### Text for analysis

──────

He still remembers sharing the news with his commanding officer. “The word transition is also used in the military when somebody is getting out of the military, like when they’re retiring, or moving from one branch to the other,” he says. “I remember telling him, ‘I have some serious news. I’m gonna transition.’ He sort of looked at me and didn’t miss a beat, and he was, like, ‘Transition to what?’” When Marcewicz explained what he meant, his boss only had one question: “‘Well, are you still going to be the same Marcewicz that you’ve always been?’ I said, ‘Yes,’ He said, “Alright, well, that’s all I care about.’”
The irony of Trump’s order is that, over the course of a decade of service, in two separate branches of the Armed Forces, Marcewicz has never felt disrespected or discriminated against because of his sexuality or gender orientation by anyone he has served with.
“The last drill, there was a urine test that had to be observed. I’m walking with the guy — this guy, by the way, has a bumper sticker on his car that says, I lubricate my AR-15 with liberal tears — and I looked at him and I go, ‘You know I don’t have a penis, right?’ He goes, ‘Yeah, no problem,’” Marcewicz recalls. “It’s just not an issue.”
It was not an issue, at least, until Trump made it one. Now, the administration’s bigotry represents a real threat — to Marcewicz, and to an estimated 14,700 other trans service members.
Hegseth’s vague memo has uncorked a torrent of confusion on the ground. Marcewicz is aware of at least one trans soldier who was moved from the barracks of their gender identity to the barracks of their sex-assigned-at-birth, then moved back. There are important details missing from the single-page order: Does the ban apply to an enlistee poised to be promoted to officer? What about a cadet at West Point, or someone waiting to go to boot camp? And how far does the ban on gender-affirming care go — does it also apply, for instance, to hormone-replacement therapy?

──────

(Stored entries)
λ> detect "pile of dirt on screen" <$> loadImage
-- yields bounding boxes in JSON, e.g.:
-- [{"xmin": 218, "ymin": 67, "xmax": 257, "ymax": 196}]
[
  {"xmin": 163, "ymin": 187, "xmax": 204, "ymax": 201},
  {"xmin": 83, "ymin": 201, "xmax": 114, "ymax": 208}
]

──────

### Required work
1/ Reproduce a section of the passage about Marcewicz word for word, starting at the words "The irony of" and ending after "trans service members.".
2/ In the passage about Marcewicz, how many other trans service members are estimated to face a threat from the administration's bigotry?
Rely only on the passage about Marcewicz.

### Results
1/
The irony of Trump’s order is that, over the course of a decade of service, in two separate branches of the Armed Forces, Marcewicz has never felt disrespected or discriminated against because of his sexuality or gender orientation by anyone he has served with.
“The last drill, there was a urine test that had to be observed. I’m walking with the guy — this guy, by the way, has a bumper sticker on his car that says, I lubricate my AR-15 with liberal tears — and I looked at him and I go, ‘You know I don’t have a penis, right?’ He goes, ‘Yeah, no problem,’” Marcewicz recalls. “It’s just not an issue.”
It was not an issue, at least, until Trump made it one. Now, the administration’s bigotry represents a real threat — to Marcewicz, and to an estimated 14,700 other trans service members.

2/ An estimated 14,700 other trans service members.